**SET TASK**
Turn the items below into a Markdown table with two columns, No. and Line, where each row holds a row number and one line of text. Skip blank lines and leave the pictures out of the table.

**DATA LISTING**

◆ ◆ ◆ ◆

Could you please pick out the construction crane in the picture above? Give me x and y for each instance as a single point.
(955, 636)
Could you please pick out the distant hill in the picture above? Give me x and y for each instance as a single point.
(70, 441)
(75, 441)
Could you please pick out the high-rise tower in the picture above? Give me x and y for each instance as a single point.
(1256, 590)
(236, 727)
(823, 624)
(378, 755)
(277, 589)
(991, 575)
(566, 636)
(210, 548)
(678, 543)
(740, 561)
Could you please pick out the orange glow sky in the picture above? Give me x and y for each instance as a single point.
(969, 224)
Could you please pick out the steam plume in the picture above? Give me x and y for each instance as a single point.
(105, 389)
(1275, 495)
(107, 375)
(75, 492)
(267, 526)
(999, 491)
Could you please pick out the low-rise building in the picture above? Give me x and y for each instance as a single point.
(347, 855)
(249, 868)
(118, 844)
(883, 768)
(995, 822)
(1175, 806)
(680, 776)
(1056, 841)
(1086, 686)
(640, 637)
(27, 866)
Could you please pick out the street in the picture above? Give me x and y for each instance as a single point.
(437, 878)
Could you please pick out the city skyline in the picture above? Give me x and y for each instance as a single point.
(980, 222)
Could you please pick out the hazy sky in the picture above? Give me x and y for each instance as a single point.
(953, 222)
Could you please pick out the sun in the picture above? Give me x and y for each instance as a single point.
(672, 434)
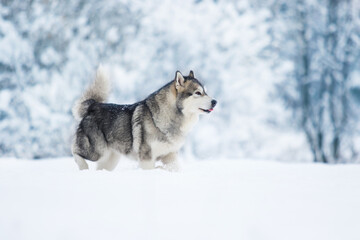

◆ ◆ ◆ ◆

**EXERCISE RESULT**
| No. | Line |
|---|---|
| 1 | Could you please pick out the construction crane in the picture above? Give me x and y for each instance as a single point. |
| 2 | (955, 636) |
| 3 | Could you please pick out the distant hill in the picture above? Give me x and y for each instance as a single point. |
| 4 | (70, 441) |
| 5 | (75, 441) |
| 6 | Could you please pick out the high-rise tower in the picture above? Give me x and y for each instance as a single point. |
| 7 | (1256, 590) |
| 8 | (236, 727) |
| 9 | (823, 624) |
| 10 | (378, 755) |
| 11 | (277, 589) |
| 12 | (991, 575) |
| 13 | (566, 636) |
| 14 | (210, 548) |
| 15 | (678, 543) |
| 16 | (740, 561) |
| 17 | Could you please pick out the orange glow sky in the picture above? Give me x and y for each instance as a single point. |
| 18 | (969, 224) |
| 19 | Could you please pick out the steam plume in the picture above? Give me x and y for each instance as a single point. |
| 20 | (105, 389) |
| 21 | (1275, 495) |
| 22 | (107, 375) |
| 23 | (75, 492) |
| 24 | (267, 526) |
| 25 | (999, 491) |
| 26 | Could you please pick out the low-rise building in the picture above? Give me x and y for each instance as a single point. |
| 27 | (347, 855) |
| 28 | (249, 868) |
| 29 | (118, 844) |
| 30 | (883, 768) |
| 31 | (995, 822) |
| 32 | (1175, 806) |
| 33 | (680, 776) |
| 34 | (1056, 841) |
| 35 | (1086, 686) |
| 36 | (640, 637) |
| 37 | (27, 866) |
| 38 | Could you please pick out the street in the picture above? Give me x and y for each instance as a single point. |
| 39 | (437, 878) |
| 40 | Could you please pick out the city skyline in the picture above? Give me x and y for each instance as a single point. |
| 41 | (980, 222) |
| 42 | Could you please pick out the hazy sky in the picture above? Give me x and y for each instance as a single point. |
| 43 | (953, 222) |
| 44 | Could you please pick out the sun in the picture above? Give me x and y for each instance as a single point. |
| 45 | (672, 434) |